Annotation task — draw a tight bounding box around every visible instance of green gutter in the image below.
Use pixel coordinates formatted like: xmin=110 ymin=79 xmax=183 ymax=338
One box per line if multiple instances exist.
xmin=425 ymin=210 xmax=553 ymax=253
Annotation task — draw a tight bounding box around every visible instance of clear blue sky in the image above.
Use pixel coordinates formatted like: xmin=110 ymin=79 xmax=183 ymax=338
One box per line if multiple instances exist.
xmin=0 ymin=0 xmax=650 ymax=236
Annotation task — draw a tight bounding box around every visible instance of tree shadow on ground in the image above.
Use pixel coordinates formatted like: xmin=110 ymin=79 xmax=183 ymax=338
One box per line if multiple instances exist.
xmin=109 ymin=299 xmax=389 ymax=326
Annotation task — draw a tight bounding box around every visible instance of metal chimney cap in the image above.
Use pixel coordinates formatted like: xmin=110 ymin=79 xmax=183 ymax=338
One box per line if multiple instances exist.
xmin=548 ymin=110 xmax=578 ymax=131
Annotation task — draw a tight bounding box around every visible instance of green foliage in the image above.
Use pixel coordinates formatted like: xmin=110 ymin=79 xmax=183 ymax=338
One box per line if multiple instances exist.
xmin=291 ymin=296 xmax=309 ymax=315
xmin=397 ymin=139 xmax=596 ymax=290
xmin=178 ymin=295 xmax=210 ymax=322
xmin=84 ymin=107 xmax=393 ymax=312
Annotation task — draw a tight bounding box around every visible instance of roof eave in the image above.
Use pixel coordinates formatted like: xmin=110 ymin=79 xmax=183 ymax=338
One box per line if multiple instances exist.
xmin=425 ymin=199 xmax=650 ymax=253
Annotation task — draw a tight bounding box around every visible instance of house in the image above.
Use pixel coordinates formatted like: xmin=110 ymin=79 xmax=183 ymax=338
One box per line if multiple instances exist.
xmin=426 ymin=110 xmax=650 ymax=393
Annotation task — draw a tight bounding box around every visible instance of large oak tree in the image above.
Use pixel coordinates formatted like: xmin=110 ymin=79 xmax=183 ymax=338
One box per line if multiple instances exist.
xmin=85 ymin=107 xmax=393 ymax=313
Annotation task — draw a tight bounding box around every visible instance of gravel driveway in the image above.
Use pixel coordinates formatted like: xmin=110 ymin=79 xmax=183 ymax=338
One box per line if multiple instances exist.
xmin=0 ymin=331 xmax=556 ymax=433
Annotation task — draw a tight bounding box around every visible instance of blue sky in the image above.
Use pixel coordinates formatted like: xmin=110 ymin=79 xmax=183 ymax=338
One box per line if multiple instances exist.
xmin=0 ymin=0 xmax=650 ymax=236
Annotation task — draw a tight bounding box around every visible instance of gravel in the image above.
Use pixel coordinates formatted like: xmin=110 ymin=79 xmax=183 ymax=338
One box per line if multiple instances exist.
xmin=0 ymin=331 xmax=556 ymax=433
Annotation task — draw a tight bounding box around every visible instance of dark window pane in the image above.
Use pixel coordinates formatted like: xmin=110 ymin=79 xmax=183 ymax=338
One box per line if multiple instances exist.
○ ○ ○ ○ ○
*Requirements*. Every entry above needs to be quoted exactly.

*Answer to this problem*.
Annotation task — draw a tight bounding box around every visible instance of green gutter in the image below.
Use pixel coordinates formatted like: xmin=110 ymin=79 xmax=183 ymax=338
One box per line if multiple instances exist.
xmin=425 ymin=210 xmax=553 ymax=253
Annotation task — draw a tight bounding box around every visible instance of clear blue sky in the image above.
Use pixel coordinates formatted like: xmin=110 ymin=79 xmax=183 ymax=338
One box per line if multiple instances exist.
xmin=0 ymin=0 xmax=650 ymax=236
Annotation task — draw a tight bounding box around every visible instance of tree shadow on ground in the image above.
Use pixel coordinates formatted like: xmin=110 ymin=79 xmax=183 ymax=338
One box per line if multiple instances exist.
xmin=109 ymin=299 xmax=389 ymax=326
Annotation task — draw a tight bounding box around every visible instance of metal chimney cap in the image above.
Use pixel coordinates formatted like: xmin=110 ymin=79 xmax=183 ymax=338
One box per line if multiple instances exist.
xmin=548 ymin=110 xmax=578 ymax=131
Annotation task — draw a tight bounding box around every visible instance of green foliage in the image above.
Use pixel coordinates formatted like: xmin=110 ymin=79 xmax=183 ymax=338
One box per line if multiple instances exist.
xmin=291 ymin=296 xmax=309 ymax=315
xmin=397 ymin=139 xmax=596 ymax=290
xmin=178 ymin=295 xmax=210 ymax=322
xmin=84 ymin=107 xmax=393 ymax=312
Annotation task — draw a tight bounding box around every visible instance of roof eave in the image above.
Use pixel coordinates formatted like: xmin=110 ymin=79 xmax=183 ymax=338
One box per line if multiple instances exist.
xmin=425 ymin=199 xmax=650 ymax=253
Annotation task — draw a tight bounding box around every visible instance of house in the image above.
Use pixel coordinates formatted like: xmin=110 ymin=79 xmax=183 ymax=338
One box per line if multiple instances exist.
xmin=426 ymin=110 xmax=650 ymax=393
Annotation task — draw a tight bounding box around every visible instance of large oak tree in the image above.
Use pixel coordinates formatted like: xmin=110 ymin=79 xmax=183 ymax=338
One box per line if multiple instances exist.
xmin=85 ymin=107 xmax=393 ymax=313
Annotation task — draw a tight bounding box around every visible instance of gravel driveway in the image above.
Use pixel coordinates formatted like: xmin=110 ymin=79 xmax=183 ymax=338
One box per line if multiple instances exist.
xmin=0 ymin=331 xmax=556 ymax=433
Annotation task — draw a tight bounding box around every visible instance of blue sky in the image above.
Use pixel coordinates formatted like: xmin=110 ymin=79 xmax=183 ymax=338
One box per line if multiple instances exist.
xmin=0 ymin=0 xmax=650 ymax=236
Annotation task — draw a tight bounding box around every visible instance of gravel in the image above.
Use pixel coordinates formatted like: xmin=110 ymin=79 xmax=183 ymax=338
One box per line if multiple instances exist.
xmin=0 ymin=331 xmax=556 ymax=433
Annotation task — draw a tight bounding box around every visible instance of dark window pane in the image above.
Use pixel coordinates formatted like: xmin=110 ymin=79 xmax=183 ymax=338
One box per line if multiple instances exist.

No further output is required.